In any case, with our existing healthcare-for-profit, instead of healthcare-as-a-right, system, the U.S. ends up paying lots more than our competing nations, yet getting inferior results. (Apparently, postponing care until one is being rushed into an emergency-room is both atrociously poor care, and extremely expensive care. But it’s the most profitable for the healthcare-industries.)

Trump might have been referring to data such as those. If so, then he was correct about “we’re going to save so much money on the other side.” Hillary’s statements against the European-Canadian-Japanese system — basic healthcare as a right, instead of as a privilege — are false, and she knows it, she simply lies (for money).

DATA LISTING:
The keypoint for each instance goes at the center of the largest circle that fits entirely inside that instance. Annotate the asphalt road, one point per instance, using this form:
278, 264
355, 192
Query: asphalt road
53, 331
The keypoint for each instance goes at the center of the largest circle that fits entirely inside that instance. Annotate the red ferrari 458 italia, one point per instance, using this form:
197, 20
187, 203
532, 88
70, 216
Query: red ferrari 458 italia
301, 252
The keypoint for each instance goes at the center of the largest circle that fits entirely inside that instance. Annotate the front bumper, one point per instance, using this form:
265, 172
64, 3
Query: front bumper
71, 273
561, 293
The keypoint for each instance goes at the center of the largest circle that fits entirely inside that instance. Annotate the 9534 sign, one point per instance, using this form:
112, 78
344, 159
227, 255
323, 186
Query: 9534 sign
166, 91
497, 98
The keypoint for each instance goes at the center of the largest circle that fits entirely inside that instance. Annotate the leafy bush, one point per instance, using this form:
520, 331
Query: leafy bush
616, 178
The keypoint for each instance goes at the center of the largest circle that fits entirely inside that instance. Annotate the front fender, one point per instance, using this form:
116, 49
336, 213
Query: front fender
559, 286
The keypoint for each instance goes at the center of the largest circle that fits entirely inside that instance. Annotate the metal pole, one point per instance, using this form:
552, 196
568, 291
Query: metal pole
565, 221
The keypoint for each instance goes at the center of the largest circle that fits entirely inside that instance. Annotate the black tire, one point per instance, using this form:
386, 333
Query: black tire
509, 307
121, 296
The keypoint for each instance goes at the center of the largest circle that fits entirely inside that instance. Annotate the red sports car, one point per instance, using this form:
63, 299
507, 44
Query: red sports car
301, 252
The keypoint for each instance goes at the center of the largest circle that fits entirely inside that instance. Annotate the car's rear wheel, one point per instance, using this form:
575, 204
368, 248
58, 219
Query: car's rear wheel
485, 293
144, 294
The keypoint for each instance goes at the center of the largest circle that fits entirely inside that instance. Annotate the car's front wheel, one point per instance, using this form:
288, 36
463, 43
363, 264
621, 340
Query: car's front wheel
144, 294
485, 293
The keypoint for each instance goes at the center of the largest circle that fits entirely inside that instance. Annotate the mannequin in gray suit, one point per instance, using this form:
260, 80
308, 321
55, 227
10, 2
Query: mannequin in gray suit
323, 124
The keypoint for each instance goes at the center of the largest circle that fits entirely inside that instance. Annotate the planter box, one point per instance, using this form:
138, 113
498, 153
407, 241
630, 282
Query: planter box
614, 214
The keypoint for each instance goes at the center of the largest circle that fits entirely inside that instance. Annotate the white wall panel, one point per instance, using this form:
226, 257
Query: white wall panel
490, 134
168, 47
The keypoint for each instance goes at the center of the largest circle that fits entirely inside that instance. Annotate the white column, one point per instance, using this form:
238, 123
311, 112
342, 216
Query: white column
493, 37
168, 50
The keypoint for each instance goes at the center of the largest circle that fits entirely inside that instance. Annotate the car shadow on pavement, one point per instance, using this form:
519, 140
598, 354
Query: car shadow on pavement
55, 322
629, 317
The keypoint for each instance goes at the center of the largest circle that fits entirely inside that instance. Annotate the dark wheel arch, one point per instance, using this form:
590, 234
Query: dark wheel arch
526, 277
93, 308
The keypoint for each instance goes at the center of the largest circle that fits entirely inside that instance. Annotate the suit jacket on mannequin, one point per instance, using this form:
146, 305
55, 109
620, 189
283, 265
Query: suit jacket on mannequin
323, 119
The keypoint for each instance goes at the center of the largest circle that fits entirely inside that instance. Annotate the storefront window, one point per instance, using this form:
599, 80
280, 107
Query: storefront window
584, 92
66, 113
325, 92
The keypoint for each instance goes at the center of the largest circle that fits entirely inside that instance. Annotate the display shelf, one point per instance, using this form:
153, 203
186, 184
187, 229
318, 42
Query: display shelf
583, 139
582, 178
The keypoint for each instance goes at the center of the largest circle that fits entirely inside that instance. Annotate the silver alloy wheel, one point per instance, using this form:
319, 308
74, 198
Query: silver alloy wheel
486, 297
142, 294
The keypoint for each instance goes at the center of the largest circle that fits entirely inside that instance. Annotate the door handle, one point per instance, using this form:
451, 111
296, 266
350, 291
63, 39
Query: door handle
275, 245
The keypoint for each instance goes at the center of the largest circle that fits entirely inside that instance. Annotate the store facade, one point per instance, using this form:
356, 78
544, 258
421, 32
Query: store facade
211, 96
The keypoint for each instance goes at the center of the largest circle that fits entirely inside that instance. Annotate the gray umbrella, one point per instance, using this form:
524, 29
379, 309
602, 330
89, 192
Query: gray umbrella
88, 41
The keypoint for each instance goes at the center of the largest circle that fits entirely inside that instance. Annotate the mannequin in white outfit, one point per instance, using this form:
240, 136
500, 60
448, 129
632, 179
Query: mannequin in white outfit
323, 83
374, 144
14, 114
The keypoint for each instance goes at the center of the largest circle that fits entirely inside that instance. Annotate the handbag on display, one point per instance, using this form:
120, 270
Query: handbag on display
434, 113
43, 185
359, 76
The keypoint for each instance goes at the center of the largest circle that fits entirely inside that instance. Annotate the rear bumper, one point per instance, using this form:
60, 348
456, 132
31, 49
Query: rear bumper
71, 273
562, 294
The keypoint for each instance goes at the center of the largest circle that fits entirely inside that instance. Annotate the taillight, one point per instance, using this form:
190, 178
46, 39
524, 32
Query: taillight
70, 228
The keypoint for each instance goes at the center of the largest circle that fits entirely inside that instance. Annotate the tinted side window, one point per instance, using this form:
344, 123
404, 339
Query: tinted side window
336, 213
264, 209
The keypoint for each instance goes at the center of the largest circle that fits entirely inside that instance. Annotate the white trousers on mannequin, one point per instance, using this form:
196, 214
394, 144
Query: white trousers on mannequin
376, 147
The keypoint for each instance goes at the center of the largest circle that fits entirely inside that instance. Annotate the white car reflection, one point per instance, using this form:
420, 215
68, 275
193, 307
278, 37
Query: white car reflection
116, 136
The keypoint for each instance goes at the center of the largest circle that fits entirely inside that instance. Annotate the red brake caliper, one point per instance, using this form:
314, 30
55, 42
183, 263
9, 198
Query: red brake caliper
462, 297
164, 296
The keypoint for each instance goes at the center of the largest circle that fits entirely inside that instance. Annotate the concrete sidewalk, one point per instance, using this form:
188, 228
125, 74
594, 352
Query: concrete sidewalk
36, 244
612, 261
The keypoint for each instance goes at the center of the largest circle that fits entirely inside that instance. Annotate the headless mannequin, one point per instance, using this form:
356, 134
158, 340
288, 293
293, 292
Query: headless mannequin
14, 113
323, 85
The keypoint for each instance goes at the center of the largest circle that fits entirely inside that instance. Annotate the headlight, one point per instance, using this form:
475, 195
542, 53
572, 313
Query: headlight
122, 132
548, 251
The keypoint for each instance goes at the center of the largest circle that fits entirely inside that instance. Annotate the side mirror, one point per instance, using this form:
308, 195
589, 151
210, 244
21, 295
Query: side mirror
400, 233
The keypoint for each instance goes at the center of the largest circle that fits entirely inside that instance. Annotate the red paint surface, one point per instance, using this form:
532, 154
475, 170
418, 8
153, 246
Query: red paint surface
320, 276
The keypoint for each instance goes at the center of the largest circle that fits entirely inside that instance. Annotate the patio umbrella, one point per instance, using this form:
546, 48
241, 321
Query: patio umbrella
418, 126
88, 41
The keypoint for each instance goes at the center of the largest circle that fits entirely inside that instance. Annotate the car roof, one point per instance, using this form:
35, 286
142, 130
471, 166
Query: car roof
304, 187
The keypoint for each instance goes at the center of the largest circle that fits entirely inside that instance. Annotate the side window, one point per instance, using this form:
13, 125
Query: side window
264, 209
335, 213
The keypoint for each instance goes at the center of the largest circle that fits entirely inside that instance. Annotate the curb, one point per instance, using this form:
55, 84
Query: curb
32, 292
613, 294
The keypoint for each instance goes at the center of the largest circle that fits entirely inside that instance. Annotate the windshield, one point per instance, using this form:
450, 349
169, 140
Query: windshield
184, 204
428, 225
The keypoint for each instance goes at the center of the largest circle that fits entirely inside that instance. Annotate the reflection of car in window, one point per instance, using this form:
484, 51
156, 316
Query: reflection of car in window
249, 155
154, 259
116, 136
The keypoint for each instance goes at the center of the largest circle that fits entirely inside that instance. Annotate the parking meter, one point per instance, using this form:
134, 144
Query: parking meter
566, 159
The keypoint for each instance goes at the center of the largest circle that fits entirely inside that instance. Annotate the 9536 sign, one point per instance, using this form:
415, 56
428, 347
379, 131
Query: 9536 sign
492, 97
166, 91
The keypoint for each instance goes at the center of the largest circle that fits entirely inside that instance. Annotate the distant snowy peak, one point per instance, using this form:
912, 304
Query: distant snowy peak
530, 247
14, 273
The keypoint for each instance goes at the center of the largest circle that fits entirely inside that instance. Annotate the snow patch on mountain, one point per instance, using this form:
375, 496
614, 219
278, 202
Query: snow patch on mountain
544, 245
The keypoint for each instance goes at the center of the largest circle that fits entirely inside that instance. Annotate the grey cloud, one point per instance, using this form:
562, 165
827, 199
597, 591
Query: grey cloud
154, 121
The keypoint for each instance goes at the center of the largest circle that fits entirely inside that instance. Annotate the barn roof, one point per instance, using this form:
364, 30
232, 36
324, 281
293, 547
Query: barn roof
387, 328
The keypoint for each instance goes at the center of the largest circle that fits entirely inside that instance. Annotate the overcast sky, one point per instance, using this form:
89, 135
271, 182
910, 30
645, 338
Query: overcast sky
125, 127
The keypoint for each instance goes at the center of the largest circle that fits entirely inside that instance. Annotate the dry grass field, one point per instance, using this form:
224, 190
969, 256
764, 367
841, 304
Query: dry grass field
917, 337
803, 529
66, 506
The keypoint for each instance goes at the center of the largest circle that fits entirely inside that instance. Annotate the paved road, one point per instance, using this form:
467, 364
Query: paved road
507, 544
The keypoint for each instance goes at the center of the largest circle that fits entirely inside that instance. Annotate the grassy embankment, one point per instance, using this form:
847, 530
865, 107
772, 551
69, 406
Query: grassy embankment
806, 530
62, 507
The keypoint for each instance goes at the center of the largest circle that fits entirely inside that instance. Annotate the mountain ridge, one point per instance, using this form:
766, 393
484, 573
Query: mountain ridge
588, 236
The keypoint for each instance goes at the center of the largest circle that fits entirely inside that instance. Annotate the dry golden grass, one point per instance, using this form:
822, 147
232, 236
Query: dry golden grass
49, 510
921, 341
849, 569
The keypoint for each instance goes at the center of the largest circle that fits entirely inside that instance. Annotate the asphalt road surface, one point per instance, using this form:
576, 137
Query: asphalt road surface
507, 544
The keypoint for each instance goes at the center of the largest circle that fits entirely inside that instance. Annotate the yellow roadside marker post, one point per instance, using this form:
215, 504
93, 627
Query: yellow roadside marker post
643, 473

TASK INSTRUCTIONS:
Please state what the healthcare passage says the U.S. pays and gets compared with its competing nations.

EXPECTED ANSWER:
The U.S. pays lots more than its competing nations yet gets inferior results.